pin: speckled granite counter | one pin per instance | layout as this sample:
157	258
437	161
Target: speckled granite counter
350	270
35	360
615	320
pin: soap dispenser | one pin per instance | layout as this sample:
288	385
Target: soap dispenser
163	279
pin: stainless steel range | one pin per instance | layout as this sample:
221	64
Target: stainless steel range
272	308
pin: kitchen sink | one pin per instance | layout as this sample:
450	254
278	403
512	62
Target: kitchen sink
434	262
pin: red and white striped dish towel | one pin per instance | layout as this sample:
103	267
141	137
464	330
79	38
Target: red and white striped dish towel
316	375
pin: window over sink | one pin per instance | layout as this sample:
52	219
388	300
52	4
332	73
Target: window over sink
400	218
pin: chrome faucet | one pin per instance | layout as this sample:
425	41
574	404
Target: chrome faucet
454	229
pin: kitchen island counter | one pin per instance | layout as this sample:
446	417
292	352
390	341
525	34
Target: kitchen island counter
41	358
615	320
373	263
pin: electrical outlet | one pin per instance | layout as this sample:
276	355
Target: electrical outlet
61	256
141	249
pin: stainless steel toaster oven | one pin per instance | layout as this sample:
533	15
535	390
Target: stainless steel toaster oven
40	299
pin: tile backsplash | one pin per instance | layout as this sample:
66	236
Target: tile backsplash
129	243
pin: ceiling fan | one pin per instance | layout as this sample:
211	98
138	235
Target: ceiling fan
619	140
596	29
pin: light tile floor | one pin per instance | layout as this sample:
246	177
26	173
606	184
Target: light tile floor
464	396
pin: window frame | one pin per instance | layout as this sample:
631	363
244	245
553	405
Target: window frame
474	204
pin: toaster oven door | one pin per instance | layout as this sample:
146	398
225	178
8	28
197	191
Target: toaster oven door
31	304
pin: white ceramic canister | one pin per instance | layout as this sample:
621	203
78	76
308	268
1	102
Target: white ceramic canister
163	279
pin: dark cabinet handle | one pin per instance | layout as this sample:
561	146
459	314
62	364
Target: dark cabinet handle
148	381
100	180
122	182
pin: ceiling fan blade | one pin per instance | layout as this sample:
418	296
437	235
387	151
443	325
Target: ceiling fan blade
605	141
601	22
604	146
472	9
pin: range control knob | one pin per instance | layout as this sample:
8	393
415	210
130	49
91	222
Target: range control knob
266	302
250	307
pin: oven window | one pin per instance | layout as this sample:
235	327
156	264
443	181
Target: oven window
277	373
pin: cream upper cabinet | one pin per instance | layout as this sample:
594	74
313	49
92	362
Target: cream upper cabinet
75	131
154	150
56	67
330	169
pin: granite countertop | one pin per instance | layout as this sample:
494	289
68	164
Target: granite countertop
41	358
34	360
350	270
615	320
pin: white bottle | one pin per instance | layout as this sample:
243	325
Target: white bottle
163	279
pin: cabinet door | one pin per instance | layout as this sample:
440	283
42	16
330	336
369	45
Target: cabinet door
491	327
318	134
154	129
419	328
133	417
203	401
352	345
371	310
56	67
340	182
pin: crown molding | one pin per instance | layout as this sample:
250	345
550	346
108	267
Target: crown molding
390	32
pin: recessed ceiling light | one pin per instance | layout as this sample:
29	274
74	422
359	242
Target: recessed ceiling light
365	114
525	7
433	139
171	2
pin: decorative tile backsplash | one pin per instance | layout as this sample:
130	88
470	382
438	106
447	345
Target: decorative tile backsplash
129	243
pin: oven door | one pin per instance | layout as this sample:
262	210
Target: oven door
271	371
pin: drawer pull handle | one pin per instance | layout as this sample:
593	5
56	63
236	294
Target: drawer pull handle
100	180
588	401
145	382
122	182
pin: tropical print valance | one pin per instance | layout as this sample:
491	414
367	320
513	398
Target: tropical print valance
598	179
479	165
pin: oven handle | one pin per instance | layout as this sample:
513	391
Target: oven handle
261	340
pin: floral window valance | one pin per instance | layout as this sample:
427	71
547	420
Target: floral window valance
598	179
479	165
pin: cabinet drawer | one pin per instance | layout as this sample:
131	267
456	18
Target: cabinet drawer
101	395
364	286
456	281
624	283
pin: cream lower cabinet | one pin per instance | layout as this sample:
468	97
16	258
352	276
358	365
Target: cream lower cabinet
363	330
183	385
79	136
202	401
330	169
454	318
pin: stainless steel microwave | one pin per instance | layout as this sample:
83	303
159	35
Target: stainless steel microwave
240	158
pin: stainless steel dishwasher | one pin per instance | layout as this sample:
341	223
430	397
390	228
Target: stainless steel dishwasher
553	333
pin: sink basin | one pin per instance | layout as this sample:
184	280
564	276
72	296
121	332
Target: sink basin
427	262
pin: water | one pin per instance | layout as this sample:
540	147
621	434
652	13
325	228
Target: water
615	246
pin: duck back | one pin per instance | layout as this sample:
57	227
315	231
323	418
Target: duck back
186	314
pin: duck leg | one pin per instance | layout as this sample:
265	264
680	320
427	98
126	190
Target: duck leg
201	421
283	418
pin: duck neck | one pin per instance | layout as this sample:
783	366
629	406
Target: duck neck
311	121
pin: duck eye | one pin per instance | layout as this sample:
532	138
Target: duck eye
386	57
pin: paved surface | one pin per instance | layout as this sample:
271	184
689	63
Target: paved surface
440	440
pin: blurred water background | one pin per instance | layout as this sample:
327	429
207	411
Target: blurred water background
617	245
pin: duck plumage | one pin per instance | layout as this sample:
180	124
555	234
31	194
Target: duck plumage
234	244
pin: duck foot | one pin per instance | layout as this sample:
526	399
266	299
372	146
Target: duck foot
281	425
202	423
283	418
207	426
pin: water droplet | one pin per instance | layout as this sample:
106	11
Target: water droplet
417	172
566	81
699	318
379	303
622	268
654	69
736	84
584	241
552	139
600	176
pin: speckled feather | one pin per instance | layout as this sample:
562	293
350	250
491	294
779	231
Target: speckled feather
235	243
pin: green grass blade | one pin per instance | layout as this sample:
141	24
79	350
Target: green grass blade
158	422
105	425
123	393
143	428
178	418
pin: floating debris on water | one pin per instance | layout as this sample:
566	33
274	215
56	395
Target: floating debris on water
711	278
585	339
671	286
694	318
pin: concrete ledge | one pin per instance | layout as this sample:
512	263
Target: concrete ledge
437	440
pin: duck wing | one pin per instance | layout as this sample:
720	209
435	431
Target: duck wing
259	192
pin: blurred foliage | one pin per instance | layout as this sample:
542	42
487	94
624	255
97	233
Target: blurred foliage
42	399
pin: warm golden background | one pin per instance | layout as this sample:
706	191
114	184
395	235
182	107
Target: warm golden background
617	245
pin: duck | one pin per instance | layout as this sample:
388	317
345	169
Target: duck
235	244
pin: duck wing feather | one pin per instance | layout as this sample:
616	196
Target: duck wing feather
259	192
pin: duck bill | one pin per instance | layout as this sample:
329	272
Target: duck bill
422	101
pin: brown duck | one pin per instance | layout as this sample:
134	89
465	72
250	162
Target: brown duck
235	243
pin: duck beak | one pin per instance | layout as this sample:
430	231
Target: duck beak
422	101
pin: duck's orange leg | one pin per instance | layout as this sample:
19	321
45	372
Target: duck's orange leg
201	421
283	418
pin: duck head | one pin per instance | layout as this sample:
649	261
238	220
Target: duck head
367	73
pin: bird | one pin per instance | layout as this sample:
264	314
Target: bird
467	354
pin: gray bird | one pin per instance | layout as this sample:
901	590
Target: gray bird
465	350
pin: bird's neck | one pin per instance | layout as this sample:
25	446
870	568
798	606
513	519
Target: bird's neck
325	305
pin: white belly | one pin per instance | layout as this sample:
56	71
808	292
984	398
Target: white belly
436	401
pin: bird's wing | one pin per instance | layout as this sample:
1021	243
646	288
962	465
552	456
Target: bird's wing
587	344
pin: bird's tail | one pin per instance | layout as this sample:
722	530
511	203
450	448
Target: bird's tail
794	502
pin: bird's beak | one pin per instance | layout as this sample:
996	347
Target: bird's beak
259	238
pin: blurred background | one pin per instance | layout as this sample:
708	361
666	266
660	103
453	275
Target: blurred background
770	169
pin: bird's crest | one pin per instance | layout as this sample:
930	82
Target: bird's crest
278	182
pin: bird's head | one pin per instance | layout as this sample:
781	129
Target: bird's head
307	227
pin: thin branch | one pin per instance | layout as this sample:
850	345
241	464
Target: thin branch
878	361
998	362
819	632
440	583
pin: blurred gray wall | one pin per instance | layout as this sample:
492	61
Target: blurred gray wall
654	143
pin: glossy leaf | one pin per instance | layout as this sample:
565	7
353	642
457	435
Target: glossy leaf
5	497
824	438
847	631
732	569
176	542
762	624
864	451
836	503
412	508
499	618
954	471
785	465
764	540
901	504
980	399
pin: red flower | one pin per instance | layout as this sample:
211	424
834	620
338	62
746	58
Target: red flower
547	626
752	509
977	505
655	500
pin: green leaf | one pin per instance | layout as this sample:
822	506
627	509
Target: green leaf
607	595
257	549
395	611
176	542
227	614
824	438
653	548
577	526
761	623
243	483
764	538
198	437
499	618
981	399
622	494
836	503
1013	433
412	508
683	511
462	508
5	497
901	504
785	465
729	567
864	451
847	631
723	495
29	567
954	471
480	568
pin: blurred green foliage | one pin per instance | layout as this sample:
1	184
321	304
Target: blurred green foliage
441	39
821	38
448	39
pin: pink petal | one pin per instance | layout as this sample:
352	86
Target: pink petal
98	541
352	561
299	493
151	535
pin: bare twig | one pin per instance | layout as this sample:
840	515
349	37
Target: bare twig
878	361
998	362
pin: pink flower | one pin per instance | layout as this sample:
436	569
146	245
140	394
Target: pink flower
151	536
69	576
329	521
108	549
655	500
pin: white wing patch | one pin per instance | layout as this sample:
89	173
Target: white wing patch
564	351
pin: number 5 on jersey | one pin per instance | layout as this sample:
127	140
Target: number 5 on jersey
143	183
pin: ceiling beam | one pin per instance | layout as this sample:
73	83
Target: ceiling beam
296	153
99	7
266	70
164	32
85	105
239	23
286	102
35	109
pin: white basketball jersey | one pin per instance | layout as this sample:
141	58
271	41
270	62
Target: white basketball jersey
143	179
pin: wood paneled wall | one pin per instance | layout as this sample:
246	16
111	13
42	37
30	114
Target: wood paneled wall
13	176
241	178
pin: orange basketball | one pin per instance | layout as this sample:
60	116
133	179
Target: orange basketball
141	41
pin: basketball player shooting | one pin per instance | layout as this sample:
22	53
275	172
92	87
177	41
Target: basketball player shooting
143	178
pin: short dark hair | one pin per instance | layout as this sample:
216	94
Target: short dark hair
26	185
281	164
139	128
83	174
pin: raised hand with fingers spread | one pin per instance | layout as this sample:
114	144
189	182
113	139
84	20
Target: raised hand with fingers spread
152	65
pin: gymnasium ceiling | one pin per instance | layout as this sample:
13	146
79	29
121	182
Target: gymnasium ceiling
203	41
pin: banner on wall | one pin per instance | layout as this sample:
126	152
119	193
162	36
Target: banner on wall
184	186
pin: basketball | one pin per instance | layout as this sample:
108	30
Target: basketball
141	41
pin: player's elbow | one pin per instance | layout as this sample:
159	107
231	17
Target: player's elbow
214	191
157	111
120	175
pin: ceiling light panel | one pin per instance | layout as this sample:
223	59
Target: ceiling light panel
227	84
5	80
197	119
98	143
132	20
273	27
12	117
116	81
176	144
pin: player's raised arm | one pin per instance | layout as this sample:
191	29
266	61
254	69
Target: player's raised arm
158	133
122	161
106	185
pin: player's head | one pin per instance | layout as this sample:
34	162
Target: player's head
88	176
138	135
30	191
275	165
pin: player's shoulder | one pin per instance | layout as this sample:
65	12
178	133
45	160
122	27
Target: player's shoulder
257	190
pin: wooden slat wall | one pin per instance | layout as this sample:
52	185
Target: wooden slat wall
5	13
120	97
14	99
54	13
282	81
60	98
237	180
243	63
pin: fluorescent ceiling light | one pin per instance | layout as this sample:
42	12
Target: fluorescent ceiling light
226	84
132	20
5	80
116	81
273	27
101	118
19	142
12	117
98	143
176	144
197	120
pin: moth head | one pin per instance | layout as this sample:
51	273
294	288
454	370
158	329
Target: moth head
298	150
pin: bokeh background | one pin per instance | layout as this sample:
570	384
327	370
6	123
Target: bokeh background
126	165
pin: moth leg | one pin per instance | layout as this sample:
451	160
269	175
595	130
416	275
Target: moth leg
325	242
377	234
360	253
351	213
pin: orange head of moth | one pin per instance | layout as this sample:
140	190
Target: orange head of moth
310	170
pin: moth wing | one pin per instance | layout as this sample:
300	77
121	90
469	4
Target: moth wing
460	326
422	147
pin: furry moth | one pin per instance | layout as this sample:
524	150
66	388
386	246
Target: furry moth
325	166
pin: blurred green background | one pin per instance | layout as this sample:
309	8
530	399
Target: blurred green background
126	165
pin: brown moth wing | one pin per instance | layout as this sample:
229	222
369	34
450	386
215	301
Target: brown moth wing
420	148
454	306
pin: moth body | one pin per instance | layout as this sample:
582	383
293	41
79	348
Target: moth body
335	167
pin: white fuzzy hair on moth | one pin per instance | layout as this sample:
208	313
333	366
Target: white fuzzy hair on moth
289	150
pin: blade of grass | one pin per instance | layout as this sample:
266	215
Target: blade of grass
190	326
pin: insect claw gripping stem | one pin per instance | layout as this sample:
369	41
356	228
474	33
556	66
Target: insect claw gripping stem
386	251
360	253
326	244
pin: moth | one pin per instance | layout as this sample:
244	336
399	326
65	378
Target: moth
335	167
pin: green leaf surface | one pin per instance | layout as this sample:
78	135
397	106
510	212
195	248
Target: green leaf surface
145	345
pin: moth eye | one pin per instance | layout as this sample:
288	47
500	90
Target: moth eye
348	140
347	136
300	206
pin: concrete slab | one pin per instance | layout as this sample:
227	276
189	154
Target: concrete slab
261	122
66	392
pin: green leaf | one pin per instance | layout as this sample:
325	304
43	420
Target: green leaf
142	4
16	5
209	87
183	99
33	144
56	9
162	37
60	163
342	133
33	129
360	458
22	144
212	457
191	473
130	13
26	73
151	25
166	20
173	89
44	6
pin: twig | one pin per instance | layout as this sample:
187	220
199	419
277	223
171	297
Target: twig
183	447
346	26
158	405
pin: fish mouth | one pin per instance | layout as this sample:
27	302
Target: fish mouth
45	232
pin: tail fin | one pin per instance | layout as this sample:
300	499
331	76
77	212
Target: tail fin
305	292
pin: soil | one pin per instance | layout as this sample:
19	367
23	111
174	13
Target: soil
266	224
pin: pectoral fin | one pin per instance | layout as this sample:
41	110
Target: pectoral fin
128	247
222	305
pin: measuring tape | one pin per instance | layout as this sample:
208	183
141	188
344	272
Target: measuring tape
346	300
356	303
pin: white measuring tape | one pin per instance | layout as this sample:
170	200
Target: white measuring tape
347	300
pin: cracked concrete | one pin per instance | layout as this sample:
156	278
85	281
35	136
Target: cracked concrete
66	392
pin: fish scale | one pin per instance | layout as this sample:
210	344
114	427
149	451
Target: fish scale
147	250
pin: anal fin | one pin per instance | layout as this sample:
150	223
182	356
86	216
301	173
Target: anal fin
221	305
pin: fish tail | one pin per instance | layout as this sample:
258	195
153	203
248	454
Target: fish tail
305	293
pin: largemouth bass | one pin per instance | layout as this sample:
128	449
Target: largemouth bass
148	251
• • • • •
● **What to do**
Give back exactly the lines from the one that contains "Target: white measuring tape" to the end of the material, both ends kept, and no other line.

● **Output**
Target: white measuring tape
347	300
pin: cracked concrete | one pin per instance | layout as this sample:
156	278
85	281
35	136
Target: cracked concrete
66	392
pin: fish scale | one pin per instance | layout as this sample:
210	344
114	427
149	451
Target: fish scale
147	250
pin: anal fin | one pin per instance | layout as this sample:
150	223
182	356
86	216
301	173
Target: anal fin
221	305
pin: fish tail | one pin per instance | layout as this sample:
258	195
153	203
248	454
Target: fish tail
305	293
pin: largemouth bass | one pin per instance | layout as this sample:
128	449
Target: largemouth bass
148	251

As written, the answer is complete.